■ **TEXTO SELECIONADO**:
▼
Este Programa definiu o racismo institucional como o fracasso das instituições e organizações em prover um serviço profissional e adequado às pessoas em virtude de sua cor, cultura, origem racial ou étnica. Ele se manifesta em normas, práticas e comportamentos discriminatórios adotados no cotidiano do trabalho, os quais são resultantes do preconceito racial, uma atitude que combina estereótipos racistas, falta de atenção e ignorância. Em qualquer caso, o racismo institucional sempre coloca pessoas de grupos raciais ou étnicos discriminados em situação de desvantagem no acesso a benefícios gerados pelo Estado e por demais instituições e organizações. Werneck (2013) conceituou racismo institucional como um modo de subordinar o direito e a democracia às necessidades do racismo, fazendo com que os primeiros inexistam ou existam de forma precária, diante de barreiras interpostas na vivência dos grupos e indivíduos aprisionados pelos esquemas de subordinação desse último. Seu impacto na vida da população negra no Brasil pode ser percebido tanto na sua relação direta com os serviços e as instituições que deveriam garantir seus direitos fundamentais.
Nas palavras de Werneck (2013), a ausência reiterada do Estado, em alguns casos, e a baixa qualidade dos serviços e dos atendimentos prestados pelas instituições à população negra em geral, são sinais explícitos do racismo institucional a partir do qual essas instituições operam historicamente. Assim, reconhecer a existência dessa dimensão da desigualdade que tão profundamente estrutura nossa sociedade e nosso Estado é essencial para enfrentá-la. Reconhecer que ela se manifesta e se expressa em diferentes níveis, a partir de diferentes mecanismos, também é fundamental para avançarmos em direção a uma sociedade mais justa e igualitária.
Segundo Santos (2012), o racismo institucional é “velado” por meio de mecanismos e estratégias presentes nas instituições públicas, explícitos ou não, que dificultam a presença do negro nestes espaços ou a presença do Estado onde há maior concentração da população negra. O acesso é dificultado não por normas e regras escritas e visíveis, mas por obstáculos formais, presentes nas relações sociais que se reproduzem nos espaços institucionais e públicos e/ou na formação dos agentes do Estado.
Hasenbalg (1979, p. 73) assinala que o preconceito e a discriminação racial aparecem no Brasil como consequências inevitáveis do escravismo. A persistência do preconceito e discriminação após a abolição não é ligada ao dinamismo social do período pós-abolição, “[...] mas é interpretada como um fenômeno de atraso cultural, devido ao ritmo desigual de mudança das várias dimensões dos sistemas econômico, social e cultural”. Ao descrever com propriedade a trajetória do preconceito e racismo no Brasil, Hasenbalg (1979) assinala que, embora a escravidão tenha deixado marcas profundas na sociedade brasileira como um todo e nos grupos raciais negros em particular, a persistência e a continuidade do preconceito de cor e do racismo são consequências do modelo econômico e social adotado pelo poder público, que internaliza uma íntima ligação com o racismo institucional. Nas palavras de Pace e Lima (2011):
Dada a composição social estabelecida desde o Brasil colônia, pode-se verificar a presença do racismo institucional na sociedade brasileira, que é eminentemente burocrática, em que o desenvolvimento econômico do Brasil, nos moldes do regime escravocrata, pode ser identificado como a origem das hierarquias sociais ligadas ao pertencimento racial (PACE e LIMA, 2011, p. 1).
▲
■ **TAREFA DO EXERCÍCIO 1**:
Responda com base no texto sobre racismo institucional:
(a) Segundo o texto, que três elementos se combinam na atitude chamada de preconceito racial?
(b) Em que ano foi publicada a obra de Santos citada no texto?
(c) De acordo com Hasenbalg (1979, p. 73), o preconceito e a discriminação racial aparecem no Brasil como consequências inevitáveis de quê?
■ **TAREFA DO EXERCÍCIO 2**:
Indique se cada afirmação concorda com o texto sobre racismo institucional e transcreva as palavras do texto que decidem a resposta:
(a) Segundo Santos (2012), o acesso é dificultado por normas e regras escritas e visíveis.
(b) Reconhecer a existência dessa dimensão da desigualdade é essencial para enfrentá-la.
(c) A persistência do preconceito e da discriminação após a abolição está ligada ao dinamismo social do período pós-abolição.
■ **TAREFA DO EXERCÍCIO 3**: Altere o trecho do texto sobre racismo institucional que começa em “Nas palavras de Werneck” e segue até “justa e igualitária.”, trocando “fundamental” por “indispensável”.

■ **INFORMAÇÕES FORNECIDAS**:
▼
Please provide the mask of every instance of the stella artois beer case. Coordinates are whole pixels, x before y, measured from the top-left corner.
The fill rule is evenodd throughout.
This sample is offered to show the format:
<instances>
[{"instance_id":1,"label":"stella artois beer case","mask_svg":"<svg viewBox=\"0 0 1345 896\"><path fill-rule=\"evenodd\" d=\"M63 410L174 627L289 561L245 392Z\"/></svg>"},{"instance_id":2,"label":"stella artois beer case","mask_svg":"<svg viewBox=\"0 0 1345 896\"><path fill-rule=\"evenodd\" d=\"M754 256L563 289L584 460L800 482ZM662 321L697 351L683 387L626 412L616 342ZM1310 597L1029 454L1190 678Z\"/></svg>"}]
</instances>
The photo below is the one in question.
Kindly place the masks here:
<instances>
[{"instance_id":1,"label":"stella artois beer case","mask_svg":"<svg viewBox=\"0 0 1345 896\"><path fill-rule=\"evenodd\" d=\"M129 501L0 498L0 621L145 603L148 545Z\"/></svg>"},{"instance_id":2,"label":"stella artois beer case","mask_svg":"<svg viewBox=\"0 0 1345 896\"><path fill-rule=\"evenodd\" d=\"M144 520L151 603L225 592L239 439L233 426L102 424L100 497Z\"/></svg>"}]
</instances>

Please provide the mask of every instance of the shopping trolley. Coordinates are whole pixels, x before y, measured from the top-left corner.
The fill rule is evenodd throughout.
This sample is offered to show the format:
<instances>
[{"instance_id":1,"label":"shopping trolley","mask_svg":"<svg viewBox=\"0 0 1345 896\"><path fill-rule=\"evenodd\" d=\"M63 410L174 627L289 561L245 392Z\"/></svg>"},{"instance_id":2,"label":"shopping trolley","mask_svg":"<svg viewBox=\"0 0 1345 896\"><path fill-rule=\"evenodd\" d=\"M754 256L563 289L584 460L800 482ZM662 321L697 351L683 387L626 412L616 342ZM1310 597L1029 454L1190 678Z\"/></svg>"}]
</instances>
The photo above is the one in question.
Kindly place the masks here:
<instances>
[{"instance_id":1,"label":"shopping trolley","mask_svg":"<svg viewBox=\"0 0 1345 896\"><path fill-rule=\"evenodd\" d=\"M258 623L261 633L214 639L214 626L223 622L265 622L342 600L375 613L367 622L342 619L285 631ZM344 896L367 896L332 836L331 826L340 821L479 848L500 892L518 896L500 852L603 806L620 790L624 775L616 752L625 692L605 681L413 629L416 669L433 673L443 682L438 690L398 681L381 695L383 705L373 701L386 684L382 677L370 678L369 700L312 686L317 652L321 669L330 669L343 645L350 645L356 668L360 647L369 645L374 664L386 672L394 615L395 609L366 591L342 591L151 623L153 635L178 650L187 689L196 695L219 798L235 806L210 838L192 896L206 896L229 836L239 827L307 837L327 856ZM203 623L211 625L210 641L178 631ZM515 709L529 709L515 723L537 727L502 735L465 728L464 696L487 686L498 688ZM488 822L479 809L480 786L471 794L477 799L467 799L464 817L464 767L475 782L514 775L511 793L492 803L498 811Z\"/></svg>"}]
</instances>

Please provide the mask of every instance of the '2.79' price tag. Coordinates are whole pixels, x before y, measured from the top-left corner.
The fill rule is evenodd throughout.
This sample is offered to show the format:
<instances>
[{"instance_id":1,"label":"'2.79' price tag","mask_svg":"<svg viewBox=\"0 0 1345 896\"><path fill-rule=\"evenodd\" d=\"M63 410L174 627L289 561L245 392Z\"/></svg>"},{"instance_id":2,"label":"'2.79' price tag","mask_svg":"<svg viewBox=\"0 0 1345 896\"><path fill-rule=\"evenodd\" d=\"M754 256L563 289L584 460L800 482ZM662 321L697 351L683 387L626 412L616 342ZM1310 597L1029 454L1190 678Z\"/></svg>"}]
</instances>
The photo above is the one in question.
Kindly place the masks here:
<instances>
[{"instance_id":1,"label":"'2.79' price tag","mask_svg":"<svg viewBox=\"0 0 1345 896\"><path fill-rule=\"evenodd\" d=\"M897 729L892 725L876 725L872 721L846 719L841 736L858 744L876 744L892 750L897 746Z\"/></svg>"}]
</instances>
▲
■ **RESPOSTA CORRETA 1**:
(a) Estereótipos racistas, falta de atenção e ignorância.
(b) Em 2012.
(c) Do escravismo.

■ **RESPOSTA CORRETA 2**:
(a) Não: “O acesso é dificultado não por normas e regras escritas e visíveis, mas por obstáculos formais”.
(b) Sim: “reconhecer a existência dessa dimensão da desigualdade que tão profundamente estrutura nossa sociedade e nosso Estado é essencial para enfrentá-la”.
(c) Não: “A persistência do preconceito e discriminação após a abolição não é ligada ao dinamismo social do período pós-abolição”.

■ **RESPOSTA CORRETA 3**:
Nas palavras de Werneck (2013), a ausência reiterada do Estado, em alguns casos, e a baixa qualidade dos serviços e dos atendimentos prestados pelas instituições à população negra em geral, são sinais explícitos do racismo institucional a partir do qual essas instituições operam historicamente. Assim, reconhecer a existência dessa dimensão da desigualdade que tão profundamente estrutura nossa sociedade e nosso Estado é essencial para enfrentá-la. Reconhecer que ela se manifesta e se expressa em diferentes níveis, a partir de diferentes mecanismos, também é indispensável para avançarmos em direção a uma sociedade mais justa e igualitária.